A twelve-minute extra on the Criterion edition of Vagabond about the film’s deployments of both music and  “dolly” shots (also known as “tracking shots” or, in French, “travelings”) serves as a kind of critical cheat-sheet by Varda that allows us to understand significant aspects of the film’s form and meaning. She explains that she wanted a woman composer to furnish the music for the film’s twelve dolly shots moving from right to left—the camera accompanying Mona (Sandrine Bonnaire), her homeless, teenage heroine, as she walks alone down a road but often not following the same trajectory as her, deviating into separate paths at different angles and sometimes moving past her. Moreover, around ten minutes pass between any two of these consecutive shots, yet Varda forges an implied continuity between them by beginning each shot and camera movement with the same object (e.g., a street sign, phone booth, piece of farm machinery, tree branch) with which the previous shot ended. Thus these dozen shots can be said to “support” the narrative like twelve evenly spaced tent poles even while they continually alter our viewpoints in relation to Mona, moving into and away from identification with her and her own vantage points. This perpetual drift comprises a kind of visual music, so it seems natural that Varda would want musical accompaniments for these dozen shots.

She explains that after discovering Joanna Bruzdowicz and her first string quartet, she got Bruzdowicz to adapt a dozen of her thematic variations in that work for each of the dolly shots. So while the shifting relationships of the camera towards Mona replicates our own shifting relationships with her in terms of our sympathy with and understanding of her character, this becomes reflected in the unresolved harmonies of the plaintive music.

• Excerpted records
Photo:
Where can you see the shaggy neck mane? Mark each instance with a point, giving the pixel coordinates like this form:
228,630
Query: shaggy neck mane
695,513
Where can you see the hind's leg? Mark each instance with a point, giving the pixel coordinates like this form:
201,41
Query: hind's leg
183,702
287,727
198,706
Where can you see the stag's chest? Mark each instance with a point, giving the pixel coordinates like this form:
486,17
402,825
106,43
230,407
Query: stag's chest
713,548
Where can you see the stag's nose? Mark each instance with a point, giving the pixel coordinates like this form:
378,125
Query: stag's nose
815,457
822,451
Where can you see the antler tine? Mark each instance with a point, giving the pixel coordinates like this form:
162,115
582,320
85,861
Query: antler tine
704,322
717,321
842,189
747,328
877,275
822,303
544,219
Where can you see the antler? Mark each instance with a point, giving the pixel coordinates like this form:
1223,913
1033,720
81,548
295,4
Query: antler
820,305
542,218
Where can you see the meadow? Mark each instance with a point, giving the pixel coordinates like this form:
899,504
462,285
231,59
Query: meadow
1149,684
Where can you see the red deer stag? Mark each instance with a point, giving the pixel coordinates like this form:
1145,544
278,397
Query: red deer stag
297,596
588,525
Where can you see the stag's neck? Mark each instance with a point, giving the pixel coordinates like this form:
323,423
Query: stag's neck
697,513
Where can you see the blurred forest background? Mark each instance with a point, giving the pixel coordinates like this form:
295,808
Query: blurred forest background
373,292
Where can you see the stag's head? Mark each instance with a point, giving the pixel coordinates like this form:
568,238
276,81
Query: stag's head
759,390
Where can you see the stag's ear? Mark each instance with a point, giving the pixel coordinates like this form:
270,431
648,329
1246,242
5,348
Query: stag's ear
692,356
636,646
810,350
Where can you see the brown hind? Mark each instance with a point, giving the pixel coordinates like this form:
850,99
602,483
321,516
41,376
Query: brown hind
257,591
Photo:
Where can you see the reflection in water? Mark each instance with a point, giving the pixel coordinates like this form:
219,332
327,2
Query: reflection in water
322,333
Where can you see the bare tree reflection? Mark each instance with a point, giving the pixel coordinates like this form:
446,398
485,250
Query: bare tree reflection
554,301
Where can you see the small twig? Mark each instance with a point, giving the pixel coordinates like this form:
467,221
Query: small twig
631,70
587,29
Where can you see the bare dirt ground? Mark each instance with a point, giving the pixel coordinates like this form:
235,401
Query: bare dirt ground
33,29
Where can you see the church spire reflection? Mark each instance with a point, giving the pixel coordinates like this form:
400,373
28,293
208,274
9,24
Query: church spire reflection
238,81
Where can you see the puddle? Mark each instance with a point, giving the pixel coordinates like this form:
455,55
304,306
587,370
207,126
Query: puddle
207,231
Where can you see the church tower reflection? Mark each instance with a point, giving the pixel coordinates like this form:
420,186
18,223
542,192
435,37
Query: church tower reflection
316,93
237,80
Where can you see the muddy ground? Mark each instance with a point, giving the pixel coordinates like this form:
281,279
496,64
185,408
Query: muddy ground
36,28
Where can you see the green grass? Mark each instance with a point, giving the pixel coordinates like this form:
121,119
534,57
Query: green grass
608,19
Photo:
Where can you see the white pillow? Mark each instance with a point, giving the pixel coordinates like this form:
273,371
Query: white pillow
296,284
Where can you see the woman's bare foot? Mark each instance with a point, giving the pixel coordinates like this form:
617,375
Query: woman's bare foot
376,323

• What you need to do
1. Write out the passage on Vagabond from "She explains that after" up to and including "the plaintive music.".
2. Continue the passage on Vagabond, starting after its final sentence.
The listing plays no part in this work.

• Final results
1.
She explains that after discovering Joanna Bruzdowicz and her first string quartet, she got Bruzdowicz to adapt a dozen of her thematic variations in that work for each of the dolly shots. So while the shifting relationships of the camera towards Mona replicates our own shifting relationships with her in terms of our sympathy with and understanding of her character, this becomes reflected in the unresolved harmonies of the plaintive music.

2.
This armature is also complicated by the various “witnesses” of Mona—the people she encounters during her seemingly aimless wanderings, who are interviewed or shown conversing about their final impressions of her, as in a documentary—people who are absent from these dolly shots and from this DVD extra. In certain ways, these “witnesses” are like the people Interviewed by the semi-invisible news reporter in Citizen Kane; in other respects, they sometimes evoke the gossiping townsfolk in The Magnificent Ambersons, with Varda’s narration at the beginning being gradually overtaken by various members of a theatrical chorus. Sometimes we agree with these voices  and sometimes we don’t. Either way, they basically function as our surrogates and stand-ins, representing possible attitudes that we might take towards Mona, whom Varda refuses to “explain” or sentimentalize, apart from the mythological notations offered at the beginning and end of the picture. (Mona is respectively introduced as if emerging from the sea and later stained by wine resembling blood at a wine festival shortly before her death.)

This woman of mystery reminds me of John Cassavetes’ A Woman of Mystery, his last fully achieved work—a play he wrote and directed, starring Gena Rowlands as a “bag lady”, that I was lucky enough to see at the Court Theater in West Hollywood in May 1987, during its two-week run. (I have written elsewhere and in much greater detail about this event, at www.jonathanrosenbaum.net/cassavetes-prelude-and-postscript/) As in A Woman of Mystery, Varda’s Sans toit ni loi (meaning “without shelter, without law”--a play on the French expression sans foi ni loi, which means “godless, lawless”), this is a work about us as well as a work about the homeless—a work about how we both relate and fail to relate to homeless people. The tragic premise of Cassavetes’ play is that the lack of definition—meaning the lack of social definition--assumed by homeless people alienates both them from us and us from them, which is quite close to Varda’s concept. Rowland’s character, a lady wandering the streets with a shopping cart, remains every bit as ambiguous as a Samuel Beckett character; as with Mona, we remain clueless about both where she’s from and where she’s going.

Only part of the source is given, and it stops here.